§ **Text passage**
----------

Leviticus Chapter 25 Second Continued

Verses 39-55: The principles for dealing with slavery are laid out.

Verses 39-46: The enslavement of a fellow Hebrew (“brethren”), was to be rare; if servitude was unavoidable, it was to be handled with grace and kindness, treating that individual as a hired worker rather than as a “slave”. Gentile slaves (“strangers”), were exempt from the restrictions detailed here, so they could be enslaved for life and inherited as “property”.

Leviticus 25:39 "And if thy brother [that dwelleth] by thee be waxen poor, and be sold unto thee; thou shalt not compel him to serve as a bondservant:"

The above laws and instructions seem designed to prevent such extreme poverty as obliged to what follows. Namely, a brother being sold either to an Israelite or to a stranger, by relieving his wants or lending him money. But when these were insufficient to support him, and keep him from sinking into the lowest state of distress and misery, then he was obliged to be sold, as follows.

"And be sold unto thee": Either by himself, being ready to starve and perish, or by the Sanhedrim, having stolen something, as Aben Ezra observes. In such a case the civil magistrate had a power of selling a man (Exodus 22:3).

"Thou shall not compel him to serve as a bondservant": Such as were Heathens, and bought of them, or taken in war and made slaves of. But an Israelite sold was not to serve as they, either with respect to matter or manner, or time of service. Such as were bondmen were put to the hardest service, the greatest drudgery, as well as what was mean and reproachful, and were used in the most rigorous and despotic manner. And were obliged to serve for ever, and were never released. But a brother, an Israelite, sold to another through extreme poverty, was not to be put to any low, mean, base, and disgraceful service. By which it would be known that he was a servant, as Jarchi notes. Such as to carry his master's vessels or instruments after him to the bath, or to unloose his shoes. But, as the same writer observes, he was to be employed in the business of the farm, or in some handicraft work. And was to be kindly and gently used, rather as a brother than a servant, and to be freed in the year of jubilee.

Leviticus 25:40 "[But] as a hired servant, [and] as a sojourner, he shall be with thee, [and] shall serve thee unto the year of jubilee:"

Who is hired by the day, or month, or year. And, when his time is up, receives his wages and goes where he pleases. And while a servant is not under such despotic power and government as a slave is.

"And as a sojourner": An inmate, one that dwells in part of a man's house, or boards and lodges with him, and whom he treats in a kind and familiar manner. Rather like one of his own family than otherwise.

"He shall be with thee": As under the above characters, and used as such. This the Jews refer to food and drink, and other things, as they do (Deut. 15:16). And say that a master might not eat fine bread, and his servant bread of bran. Nor drink old wine, and his servant new. Nor sleep on soft pillows and bedding, and his servant on straw. Hence, they say, he that gets himself a Hebrew servant is as if he got himself a master.

"And shall serve thee unto the year of the jubilee": And no longer; for if the year of jubilee came before the six years were expired for which he sold himself. The jubilee set him free, as Jarchi observes. Nay, if be sold himself for ten or twenty years, and that but one year before the jubilee, it set him free, as Maimonides says.

----------

§ **Written tasks**
1 > List every commentator whom the Leviticus commentary cites by name.
2 > According to the Leviticus commentary, who had the power to sell a man who had stolen something?
3 > Reproduce the Leviticus commentary between "The above laws" and "man (Exodus 22:3).", inclusive, putting "Sanhedrin" in place of "Sanhedrim".

----------

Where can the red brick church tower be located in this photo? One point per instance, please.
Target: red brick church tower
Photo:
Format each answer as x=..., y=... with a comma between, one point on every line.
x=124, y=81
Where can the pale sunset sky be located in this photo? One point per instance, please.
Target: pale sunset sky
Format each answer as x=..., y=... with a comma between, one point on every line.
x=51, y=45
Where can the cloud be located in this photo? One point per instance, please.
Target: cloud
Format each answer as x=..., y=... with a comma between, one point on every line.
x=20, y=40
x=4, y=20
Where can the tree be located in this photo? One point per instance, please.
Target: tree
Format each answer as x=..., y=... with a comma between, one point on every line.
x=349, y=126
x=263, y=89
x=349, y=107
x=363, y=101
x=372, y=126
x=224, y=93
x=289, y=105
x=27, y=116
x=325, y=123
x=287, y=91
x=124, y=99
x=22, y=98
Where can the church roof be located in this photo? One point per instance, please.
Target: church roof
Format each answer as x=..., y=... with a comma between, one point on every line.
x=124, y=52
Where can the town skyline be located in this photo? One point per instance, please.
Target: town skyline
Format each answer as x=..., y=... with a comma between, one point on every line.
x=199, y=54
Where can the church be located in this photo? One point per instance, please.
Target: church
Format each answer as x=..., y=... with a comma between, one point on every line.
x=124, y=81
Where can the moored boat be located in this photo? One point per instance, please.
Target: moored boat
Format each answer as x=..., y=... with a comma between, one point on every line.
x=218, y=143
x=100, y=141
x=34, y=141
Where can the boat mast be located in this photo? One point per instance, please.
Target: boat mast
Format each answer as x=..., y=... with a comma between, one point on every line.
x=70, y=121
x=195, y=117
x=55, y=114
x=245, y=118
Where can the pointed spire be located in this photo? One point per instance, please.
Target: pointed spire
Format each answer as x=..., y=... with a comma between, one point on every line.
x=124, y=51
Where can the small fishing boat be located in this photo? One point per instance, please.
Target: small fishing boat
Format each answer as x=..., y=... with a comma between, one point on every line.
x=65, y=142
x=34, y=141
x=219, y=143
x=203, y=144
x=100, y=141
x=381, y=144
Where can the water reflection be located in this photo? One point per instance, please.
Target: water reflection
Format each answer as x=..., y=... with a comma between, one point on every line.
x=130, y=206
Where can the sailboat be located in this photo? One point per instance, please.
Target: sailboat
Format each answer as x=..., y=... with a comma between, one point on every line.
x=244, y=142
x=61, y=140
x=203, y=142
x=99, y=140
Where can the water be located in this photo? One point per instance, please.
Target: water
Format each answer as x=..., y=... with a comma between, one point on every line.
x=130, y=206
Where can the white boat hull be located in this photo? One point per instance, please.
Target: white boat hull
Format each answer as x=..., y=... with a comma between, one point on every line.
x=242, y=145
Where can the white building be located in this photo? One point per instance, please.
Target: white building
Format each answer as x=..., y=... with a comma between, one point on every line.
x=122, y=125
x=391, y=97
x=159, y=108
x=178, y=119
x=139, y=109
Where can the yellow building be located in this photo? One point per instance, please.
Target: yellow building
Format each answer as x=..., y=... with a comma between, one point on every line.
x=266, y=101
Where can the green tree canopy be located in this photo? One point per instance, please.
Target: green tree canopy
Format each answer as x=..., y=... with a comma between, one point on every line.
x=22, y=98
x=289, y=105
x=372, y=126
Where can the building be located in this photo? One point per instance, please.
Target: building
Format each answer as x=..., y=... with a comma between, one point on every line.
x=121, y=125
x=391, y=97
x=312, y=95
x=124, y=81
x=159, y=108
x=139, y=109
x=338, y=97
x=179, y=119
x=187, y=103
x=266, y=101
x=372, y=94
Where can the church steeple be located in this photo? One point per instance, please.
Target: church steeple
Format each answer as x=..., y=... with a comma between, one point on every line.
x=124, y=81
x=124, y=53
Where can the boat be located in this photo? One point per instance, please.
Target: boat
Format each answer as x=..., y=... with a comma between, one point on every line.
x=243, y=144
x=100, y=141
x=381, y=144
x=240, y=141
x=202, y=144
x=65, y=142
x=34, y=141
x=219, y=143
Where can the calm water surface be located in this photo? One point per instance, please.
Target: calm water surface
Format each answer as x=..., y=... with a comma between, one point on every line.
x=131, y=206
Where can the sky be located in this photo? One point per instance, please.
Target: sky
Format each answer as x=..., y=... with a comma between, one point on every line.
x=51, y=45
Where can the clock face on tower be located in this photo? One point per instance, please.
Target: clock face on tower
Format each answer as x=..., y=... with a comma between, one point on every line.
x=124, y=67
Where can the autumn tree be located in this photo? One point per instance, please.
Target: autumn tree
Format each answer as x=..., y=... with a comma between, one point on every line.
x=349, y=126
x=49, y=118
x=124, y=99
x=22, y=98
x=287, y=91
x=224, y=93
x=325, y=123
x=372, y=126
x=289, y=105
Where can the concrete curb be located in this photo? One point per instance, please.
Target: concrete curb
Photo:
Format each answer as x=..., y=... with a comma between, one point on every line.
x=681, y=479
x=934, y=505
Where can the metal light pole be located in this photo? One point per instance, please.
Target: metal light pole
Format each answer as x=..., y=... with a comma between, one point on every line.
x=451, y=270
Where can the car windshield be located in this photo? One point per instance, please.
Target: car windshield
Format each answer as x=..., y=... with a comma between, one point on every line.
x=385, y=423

----------

§ **Answers to the exercises**
1 > Aben Ezra, Jarchi, Maimonides

2 > The civil magistrate.

3 >
The above laws and instructions seem designed to prevent such extreme poverty as obliged to what follows. Namely, a brother being sold either to an Israelite or to a stranger, by relieving his wants or lending him money. But when these were insufficient to support him, and keep him from sinking into the lowest state of distress and misery, then he was obliged to be sold, as follows.

"And be sold unto thee": Either by himself, being ready to starve and perish, or by the Sanhedrin, having stolen something, as Aben Ezra observes. In such a case the civil magistrate had a power of selling a man (Exodus 22:3).